──────── Page extract

Those two games are relevant, as each takes basically the same tack as Gary Acord's debut release (Pipes even replaces the character with another blocky robot), yet both demonstrate a comparable restraint and vision that helps to better explain their creative balance. Ideally if you're going to just take someone else's work -- even work that's essentially given away for free -- and slap your own name on it, you will in turn do it free of charge, as an exercise in flexing your wings, finding your boundaries. Neither Roy Person (Pipes) nor Terry Chatman (Shorty) does this, but Person charges half of what Acord wants, and Chatman half of that.

There is also an inverse ratio between the author's demands and their mix of attribution and original input. Though Person does not openly credit Oliver Stone or RSD, neither does he take the time to hack any reference of RSD out of his game. Furthermore, Person seems to have written original music for the game -- a puzzling development, considering how difficult the music format was to work with in 1993, especially next to the ease of RSD's design tools. So though the game is largely unchanged, Person has more to claim over his release and he puts less effort into his claim.

────────────────
──────── Raw records

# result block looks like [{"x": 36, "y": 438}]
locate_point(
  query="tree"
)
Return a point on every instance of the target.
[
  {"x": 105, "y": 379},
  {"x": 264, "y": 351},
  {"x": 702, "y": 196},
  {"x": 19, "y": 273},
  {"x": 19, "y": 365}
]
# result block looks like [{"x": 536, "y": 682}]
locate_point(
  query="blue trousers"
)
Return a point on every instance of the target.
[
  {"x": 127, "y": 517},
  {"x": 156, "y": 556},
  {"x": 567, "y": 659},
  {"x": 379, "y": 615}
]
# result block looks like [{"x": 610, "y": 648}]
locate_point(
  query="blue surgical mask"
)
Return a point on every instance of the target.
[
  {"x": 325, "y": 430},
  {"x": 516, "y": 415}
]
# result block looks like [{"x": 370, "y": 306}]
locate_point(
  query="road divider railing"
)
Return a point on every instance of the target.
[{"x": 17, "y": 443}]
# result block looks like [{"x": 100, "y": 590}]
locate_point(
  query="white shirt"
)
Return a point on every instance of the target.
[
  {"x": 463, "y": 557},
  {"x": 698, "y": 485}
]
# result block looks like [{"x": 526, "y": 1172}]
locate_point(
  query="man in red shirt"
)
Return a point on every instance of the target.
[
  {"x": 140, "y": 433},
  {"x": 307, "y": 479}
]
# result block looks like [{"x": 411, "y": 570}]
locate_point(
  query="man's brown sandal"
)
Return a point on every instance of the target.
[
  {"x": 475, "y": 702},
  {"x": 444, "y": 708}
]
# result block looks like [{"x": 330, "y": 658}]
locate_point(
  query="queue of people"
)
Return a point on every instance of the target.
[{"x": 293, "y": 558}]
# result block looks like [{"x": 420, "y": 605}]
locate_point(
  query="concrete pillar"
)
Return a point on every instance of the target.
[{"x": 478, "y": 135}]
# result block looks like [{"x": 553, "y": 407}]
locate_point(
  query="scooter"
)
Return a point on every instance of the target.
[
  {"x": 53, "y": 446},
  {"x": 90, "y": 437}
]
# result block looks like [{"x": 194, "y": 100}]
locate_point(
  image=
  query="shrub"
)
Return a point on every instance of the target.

────────────────

Stated exercise A:
Using the game-release passage, decide whether each statement agrees with it. Answer yes or no, and quote the deciding words of the passage. (i) Person charges half of what Acord asks. (ii) Person openly credits Oliver Stone. (iii) Person appears to have written original music for his game.
Stated exercise B:
Reproduce word for word the part of the game-release passage that begins at the words "Those two games" and ends after the words "half of that.".

Answer A:
(i) Yes: "Person charges half of what Acord wants"
(ii) No: "Person does not openly credit Oliver Stone or RSD"
(iii) Yes: "Person seems to have written original music for the game"

Answer B:
Those two games are relevant, as each takes basically the same tack as Gary Acord's debut release (Pipes even replaces the character with another blocky robot), yet both demonstrate a comparable restraint and vision that helps to better explain their creative balance. Ideally if you're going to just take someone else's work -- even work that's essentially given away for free -- and slap your own name on it, you will in turn do it free of charge, as an exercise in flexing your wings, finding your boundaries. Neither Roy Person (Pipes) nor Terry Chatman (Shorty) does this, but Person charges half of what Acord wants, and Chatman half of that.